>> start Data to use

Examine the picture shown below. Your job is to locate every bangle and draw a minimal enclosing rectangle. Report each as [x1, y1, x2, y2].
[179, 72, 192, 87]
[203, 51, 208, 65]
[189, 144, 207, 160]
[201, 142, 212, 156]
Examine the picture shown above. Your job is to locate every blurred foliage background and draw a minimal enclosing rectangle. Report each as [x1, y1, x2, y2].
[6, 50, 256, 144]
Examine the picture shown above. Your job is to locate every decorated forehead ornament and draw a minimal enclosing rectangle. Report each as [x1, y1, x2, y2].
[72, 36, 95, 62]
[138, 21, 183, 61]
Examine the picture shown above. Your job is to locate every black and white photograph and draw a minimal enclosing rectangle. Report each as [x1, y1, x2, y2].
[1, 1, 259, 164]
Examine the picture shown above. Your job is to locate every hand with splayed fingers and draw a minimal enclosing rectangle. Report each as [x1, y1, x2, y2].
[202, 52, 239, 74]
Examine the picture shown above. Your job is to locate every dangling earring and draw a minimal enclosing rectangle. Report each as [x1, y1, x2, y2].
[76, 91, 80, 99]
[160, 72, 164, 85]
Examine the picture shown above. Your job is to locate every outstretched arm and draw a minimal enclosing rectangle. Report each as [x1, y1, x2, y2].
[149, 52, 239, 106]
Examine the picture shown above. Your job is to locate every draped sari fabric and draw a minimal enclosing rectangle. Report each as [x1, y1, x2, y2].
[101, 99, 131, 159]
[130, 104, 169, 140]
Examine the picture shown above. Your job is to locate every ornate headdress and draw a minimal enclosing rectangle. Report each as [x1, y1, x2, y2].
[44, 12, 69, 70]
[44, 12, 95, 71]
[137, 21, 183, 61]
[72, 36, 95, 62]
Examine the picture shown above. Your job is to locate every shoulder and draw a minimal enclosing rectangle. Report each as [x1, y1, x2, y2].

>> end Data to use

Exercise goal -
Please rewrite all of the items above as a numbered list, leaving out any blank lines.

Expected answer -
1. Examine the picture shown below. Your job is to locate every bangle and draw a minimal enclosing rectangle. Report each as [x1, y1, x2, y2].
2. [179, 72, 192, 87]
3. [203, 51, 208, 65]
4. [189, 144, 207, 160]
5. [201, 142, 212, 156]
6. Examine the picture shown above. Your job is to locate every blurred foliage background and draw a minimal enclosing rectangle. Report each as [x1, y1, x2, y2].
7. [6, 50, 256, 144]
8. Examine the picture shown above. Your job is to locate every decorated forehead ornament and draw a minimal enclosing rectangle. Report each as [x1, y1, x2, y2].
9. [72, 36, 95, 62]
10. [138, 21, 183, 61]
11. Examine the picture shown above. Your job is to locate every black and white photograph and draw a minimal enclosing rectangle. Report each as [x1, y1, x2, y2].
12. [1, 1, 259, 164]
13. Examine the picture shown above. Your job is to locate every hand with splayed fingers and draw a minimal enclosing rectangle. Report each as [x1, y1, x2, y2].
14. [202, 52, 239, 74]
15. Examine the picture shown above. Your job is to locate every dangling earring and draw a minimal enclosing rectangle. Report each as [x1, y1, x2, y2].
16. [76, 91, 80, 99]
17. [160, 72, 164, 85]
18. Examine the picture shown above. Your job is to locate every outstretched arm and draw a minimal enclosing rectangle. Report each as [x1, y1, x2, y2].
19. [149, 52, 239, 106]
20. Examine the picture shown above. Your job is to locate every draped sari fabric and draw a minimal enclosing rectangle. Report each as [x1, y1, x2, y2].
21. [101, 99, 131, 159]
22. [130, 104, 169, 140]
23. Examine the picture shown above. Your job is to locate every ornate headdress and draw a minimal enclosing rectangle. Report each as [x1, y1, x2, y2].
24. [44, 12, 69, 70]
25. [44, 12, 95, 71]
26. [137, 21, 183, 61]
27. [72, 36, 95, 62]
28. Examine the picture shown above. Your job is to locate every shoulder and draw a minimal enclosing rectangle. Report each as [x1, y1, x2, y2].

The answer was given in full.